§ TASK BRIEF:
Output all lines exactly.

§ ENTRIES:
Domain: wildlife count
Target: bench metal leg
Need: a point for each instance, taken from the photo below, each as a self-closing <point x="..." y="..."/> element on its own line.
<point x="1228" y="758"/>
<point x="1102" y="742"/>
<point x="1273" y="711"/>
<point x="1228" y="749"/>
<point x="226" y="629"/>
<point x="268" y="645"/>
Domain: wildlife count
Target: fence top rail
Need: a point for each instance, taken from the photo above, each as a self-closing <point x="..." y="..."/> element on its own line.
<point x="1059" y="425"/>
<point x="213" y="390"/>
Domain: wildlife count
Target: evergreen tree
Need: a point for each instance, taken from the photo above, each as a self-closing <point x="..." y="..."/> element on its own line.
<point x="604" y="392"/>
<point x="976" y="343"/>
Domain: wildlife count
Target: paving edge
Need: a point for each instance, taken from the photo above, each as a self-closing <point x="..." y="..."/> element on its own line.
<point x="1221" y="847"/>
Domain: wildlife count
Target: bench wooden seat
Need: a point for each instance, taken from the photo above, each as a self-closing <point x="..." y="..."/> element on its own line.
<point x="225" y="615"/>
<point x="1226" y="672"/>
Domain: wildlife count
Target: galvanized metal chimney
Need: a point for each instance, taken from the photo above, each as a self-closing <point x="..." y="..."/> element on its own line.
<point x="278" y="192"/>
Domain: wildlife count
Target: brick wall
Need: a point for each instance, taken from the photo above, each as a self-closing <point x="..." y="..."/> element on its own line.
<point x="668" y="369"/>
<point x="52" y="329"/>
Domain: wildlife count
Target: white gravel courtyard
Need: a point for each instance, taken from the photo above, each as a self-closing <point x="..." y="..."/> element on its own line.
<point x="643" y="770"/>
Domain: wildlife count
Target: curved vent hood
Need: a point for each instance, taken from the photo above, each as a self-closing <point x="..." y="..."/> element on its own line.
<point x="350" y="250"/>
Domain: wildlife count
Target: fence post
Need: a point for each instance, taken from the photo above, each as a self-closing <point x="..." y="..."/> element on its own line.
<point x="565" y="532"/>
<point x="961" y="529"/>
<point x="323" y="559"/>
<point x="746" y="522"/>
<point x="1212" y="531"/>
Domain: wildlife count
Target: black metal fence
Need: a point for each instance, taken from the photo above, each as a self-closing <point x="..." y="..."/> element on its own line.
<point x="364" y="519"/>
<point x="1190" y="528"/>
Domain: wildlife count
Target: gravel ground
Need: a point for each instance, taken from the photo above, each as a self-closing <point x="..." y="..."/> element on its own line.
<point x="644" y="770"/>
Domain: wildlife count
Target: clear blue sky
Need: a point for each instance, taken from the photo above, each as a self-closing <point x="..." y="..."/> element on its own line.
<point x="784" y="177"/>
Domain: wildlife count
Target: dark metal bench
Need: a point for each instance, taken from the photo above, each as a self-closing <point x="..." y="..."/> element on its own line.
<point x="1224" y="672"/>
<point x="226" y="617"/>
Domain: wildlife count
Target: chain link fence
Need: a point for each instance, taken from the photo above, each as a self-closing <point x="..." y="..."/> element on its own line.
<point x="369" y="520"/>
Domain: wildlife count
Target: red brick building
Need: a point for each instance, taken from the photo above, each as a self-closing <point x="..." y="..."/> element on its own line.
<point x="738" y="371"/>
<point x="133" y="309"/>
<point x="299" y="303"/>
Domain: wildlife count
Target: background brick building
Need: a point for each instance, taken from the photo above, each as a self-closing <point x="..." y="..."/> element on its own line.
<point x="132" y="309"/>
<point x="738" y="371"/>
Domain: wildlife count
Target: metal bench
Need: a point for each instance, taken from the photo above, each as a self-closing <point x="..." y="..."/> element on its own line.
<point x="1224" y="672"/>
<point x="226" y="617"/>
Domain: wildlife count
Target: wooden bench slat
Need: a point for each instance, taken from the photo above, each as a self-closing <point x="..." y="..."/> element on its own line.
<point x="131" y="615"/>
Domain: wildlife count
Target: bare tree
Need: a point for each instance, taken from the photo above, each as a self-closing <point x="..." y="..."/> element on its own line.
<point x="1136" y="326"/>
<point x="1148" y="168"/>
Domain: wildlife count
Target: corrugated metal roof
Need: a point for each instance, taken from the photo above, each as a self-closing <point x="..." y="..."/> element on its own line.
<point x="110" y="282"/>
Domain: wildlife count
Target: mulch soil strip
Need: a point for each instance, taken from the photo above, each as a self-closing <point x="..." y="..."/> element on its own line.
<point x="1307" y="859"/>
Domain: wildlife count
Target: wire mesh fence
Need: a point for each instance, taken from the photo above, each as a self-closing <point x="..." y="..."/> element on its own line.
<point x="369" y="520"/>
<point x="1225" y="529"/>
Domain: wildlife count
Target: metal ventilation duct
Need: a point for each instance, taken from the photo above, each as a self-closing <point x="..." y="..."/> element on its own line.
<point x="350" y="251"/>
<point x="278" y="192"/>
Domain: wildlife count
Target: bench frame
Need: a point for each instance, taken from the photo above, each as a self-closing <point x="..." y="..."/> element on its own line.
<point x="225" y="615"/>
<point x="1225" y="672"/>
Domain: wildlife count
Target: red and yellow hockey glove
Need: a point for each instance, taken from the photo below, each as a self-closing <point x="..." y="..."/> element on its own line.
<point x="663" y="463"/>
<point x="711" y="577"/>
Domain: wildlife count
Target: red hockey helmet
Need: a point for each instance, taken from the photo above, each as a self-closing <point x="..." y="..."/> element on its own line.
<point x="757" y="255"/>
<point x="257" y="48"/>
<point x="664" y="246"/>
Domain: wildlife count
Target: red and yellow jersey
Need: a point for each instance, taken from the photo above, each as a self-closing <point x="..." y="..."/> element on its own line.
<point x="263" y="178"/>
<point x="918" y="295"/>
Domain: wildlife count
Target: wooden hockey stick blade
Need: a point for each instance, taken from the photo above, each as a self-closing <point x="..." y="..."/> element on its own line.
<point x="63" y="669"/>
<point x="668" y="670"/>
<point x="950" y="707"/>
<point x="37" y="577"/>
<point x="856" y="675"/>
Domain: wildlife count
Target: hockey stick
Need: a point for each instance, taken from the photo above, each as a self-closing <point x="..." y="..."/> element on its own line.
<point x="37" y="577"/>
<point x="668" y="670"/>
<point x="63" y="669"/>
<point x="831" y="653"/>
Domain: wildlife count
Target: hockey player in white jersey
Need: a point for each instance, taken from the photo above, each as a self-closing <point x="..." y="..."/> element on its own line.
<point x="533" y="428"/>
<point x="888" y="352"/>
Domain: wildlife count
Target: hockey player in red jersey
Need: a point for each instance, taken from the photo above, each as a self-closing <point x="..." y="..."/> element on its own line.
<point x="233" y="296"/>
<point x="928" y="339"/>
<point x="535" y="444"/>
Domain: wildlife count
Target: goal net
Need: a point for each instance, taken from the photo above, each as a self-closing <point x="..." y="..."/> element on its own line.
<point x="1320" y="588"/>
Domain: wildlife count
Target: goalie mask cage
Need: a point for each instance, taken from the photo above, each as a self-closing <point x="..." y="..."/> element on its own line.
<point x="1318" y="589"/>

§ WRITTEN RESPONSE:
Domain: wildlife count
Target: bench metal leg
Need: a point for each instance, taken from the photo below, each as a self-closing <point x="..." y="..."/> element on its own line.
<point x="1228" y="758"/>
<point x="1102" y="742"/>
<point x="1273" y="711"/>
<point x="1228" y="749"/>
<point x="226" y="629"/>
<point x="268" y="645"/>
Domain: wildlife count
Target: fence top rail
Need: a point for each instance, taken from the photo above, each as a self-closing <point x="..." y="..."/> element on its own line.
<point x="1059" y="425"/>
<point x="213" y="390"/>
Domain: wildlife count
Target: evergreen tree
Need: a point for each instance, taken from the photo above, each as a self-closing <point x="..." y="..."/> element on its own line.
<point x="604" y="392"/>
<point x="976" y="343"/>
Domain: wildlife count
Target: paving edge
Need: a point for each instance, taken from the photo above, each as a self-closing <point x="..." y="..."/> element on its own line.
<point x="1221" y="847"/>
Domain: wildlife count
Target: bench wooden seat
Need: a point for each instance, taken from the photo above, each as a self-closing <point x="..." y="..."/> element on its own line.
<point x="225" y="615"/>
<point x="1226" y="672"/>
Domain: wildlife count
Target: galvanized metal chimney
Need: a point for each instance, taken from the photo above, each as a self-closing <point x="..." y="..."/> element on its own line.
<point x="278" y="192"/>
Domain: wildlife count
Target: brick wall
Need: a point for each instance, taken from the photo above, each as a self-closing <point x="..." y="..."/> element on its own line.
<point x="668" y="369"/>
<point x="52" y="329"/>
Domain: wildlife count
Target: white gravel courtyard
Need: a point for each instance, taken from the photo above, each as a self-closing <point x="..." y="..."/> element on its own line.
<point x="643" y="770"/>
Domain: wildlife count
Target: curved vent hood
Need: a point for each instance, taken from the photo above, each as a self-closing <point x="..." y="..."/> element on its own line.
<point x="350" y="250"/>
Domain: wildlife count
Target: fence post
Need: a point for each instance, taken from the photo above, each as a self-closing <point x="..." y="..."/> element on its own line.
<point x="565" y="532"/>
<point x="961" y="529"/>
<point x="323" y="559"/>
<point x="746" y="522"/>
<point x="1212" y="531"/>
Domain: wildlife count
Target: black metal fence
Need: a point for each instance, taken from the photo above, each as a self-closing <point x="..." y="..."/> element on its own line.
<point x="364" y="519"/>
<point x="1190" y="528"/>
Domain: wildlife count
Target: gravel ground
Need: a point for each instance, taken from the photo above, each as a self-closing <point x="..." y="..."/> element on its own line.
<point x="644" y="770"/>
Domain: wildlife count
Target: clear blue sky
Need: a point for each instance, taken from the photo above, each as a self-closing <point x="..." y="..."/> element on its own line.
<point x="784" y="177"/>
Domain: wildlife count
Target: dark metal bench
Need: a point for each instance, taken from the photo above, each as a self-closing <point x="..." y="..."/> element on its own line.
<point x="1224" y="672"/>
<point x="226" y="617"/>
Domain: wildlife count
Target: chain link fence
Need: a point for each instance, taken from the photo above, each as a self-closing <point x="..." y="..."/> element on its own line.
<point x="369" y="520"/>
Domain: wildlife count
Target: red brick building
Need: a point for each instance, taken from the photo above, each as a self-closing <point x="..." y="..."/> element on its own line.
<point x="738" y="371"/>
<point x="133" y="309"/>
<point x="299" y="303"/>
Domain: wildlife count
Target: background brick building
Need: a point for each instance, taken from the photo above, each as a self-closing <point x="..." y="..."/> element on its own line.
<point x="132" y="309"/>
<point x="738" y="371"/>
Domain: wildlife count
Target: metal bench
Need: a point for each instance, taken from the photo above, each as a self-closing <point x="..." y="..."/> element on its own line.
<point x="1224" y="672"/>
<point x="226" y="617"/>
Domain: wildlife count
Target: wooden bench slat
Need: a point for each instance, taken from the photo above, each as a self-closing <point x="..." y="..."/> element on its own line.
<point x="131" y="615"/>
Domain: wildlife count
Target: bare tree
Need: a point for each instance, taken from the photo above, each as a self-closing <point x="..." y="..."/> element on its own line.
<point x="1136" y="326"/>
<point x="1148" y="168"/>
Domain: wildlife count
Target: corrugated metal roof
Need: a point for each instance, taken from the photo above, each as a self-closing <point x="..." y="..."/> element on its own line.
<point x="110" y="282"/>
Domain: wildlife count
Target: mulch soil strip
Need: a point for each instance, taken from the photo above, each as a self-closing <point x="..." y="..."/> element on its own line.
<point x="1307" y="859"/>
Domain: wildlife count
Target: wire mesh fence
Need: a point for each instance, taken from the photo above, each as a self-closing <point x="..." y="..."/> element on its own line.
<point x="369" y="520"/>
<point x="1225" y="529"/>
Domain: wildlife count
Target: metal ventilation duct
Need: a point for each instance, taken from the photo above, each as a self-closing <point x="..." y="..."/> element on its own line.
<point x="350" y="251"/>
<point x="278" y="192"/>
Domain: wildlife count
Target: bench frame
Need: a point for each instance, taken from the photo above, each as a self-closing <point x="..." y="..."/> element on its own line.
<point x="225" y="615"/>
<point x="1225" y="672"/>
Domain: wildlife count
Target: red and yellow hockey glove
Need: a point for each instance, taken from the photo below, each as a self-closing <point x="..." y="..."/> element on its own line.
<point x="663" y="463"/>
<point x="711" y="577"/>
Domain: wildlife count
Target: red hockey helmet
Need: a point for each instance, taken from the photo above, each as a self-closing <point x="..." y="..."/> element on its own line.
<point x="757" y="255"/>
<point x="257" y="48"/>
<point x="664" y="246"/>
Domain: wildlife count
Target: red and yellow jersey
Need: a point for each instance, taken from the photo above, each as a self-closing <point x="..." y="..."/> element on its own line.
<point x="263" y="178"/>
<point x="918" y="295"/>
Domain: wildlife count
Target: wooden hockey stick blade
Need: a point for each instance, taken from the photo above, each as a self-closing <point x="..." y="..."/> element on its own line.
<point x="63" y="669"/>
<point x="668" y="670"/>
<point x="950" y="707"/>
<point x="37" y="577"/>
<point x="856" y="675"/>
Domain: wildlife count
Target: hockey stick
Need: a point for each instance, taken from the photo above, each as a self-closing <point x="..." y="..."/> element on its own line.
<point x="37" y="577"/>
<point x="668" y="670"/>
<point x="63" y="669"/>
<point x="831" y="653"/>
Domain: wildlife count
Target: hockey player in white jersey
Need: a point for each instance, taken from the photo above, each as a self-closing <point x="..." y="..."/> element on its own line.
<point x="533" y="428"/>
<point x="888" y="352"/>
Domain: wildlife count
Target: hockey player in red jersey
Need: a point for each instance, taken from the photo above, each as a self-closing <point x="..." y="..."/> element on its own line.
<point x="233" y="296"/>
<point x="928" y="339"/>
<point x="535" y="444"/>
Domain: wildlife count
Target: goal net
Need: a point for each instance, taken from the photo above, each as a self-closing <point x="..." y="..."/> element on its own line.
<point x="1320" y="588"/>
Domain: wildlife count
Target: goalie mask cage
Need: a point for each instance, taken from the photo above, each as a self-closing <point x="..." y="..."/> element on its own line.
<point x="1318" y="589"/>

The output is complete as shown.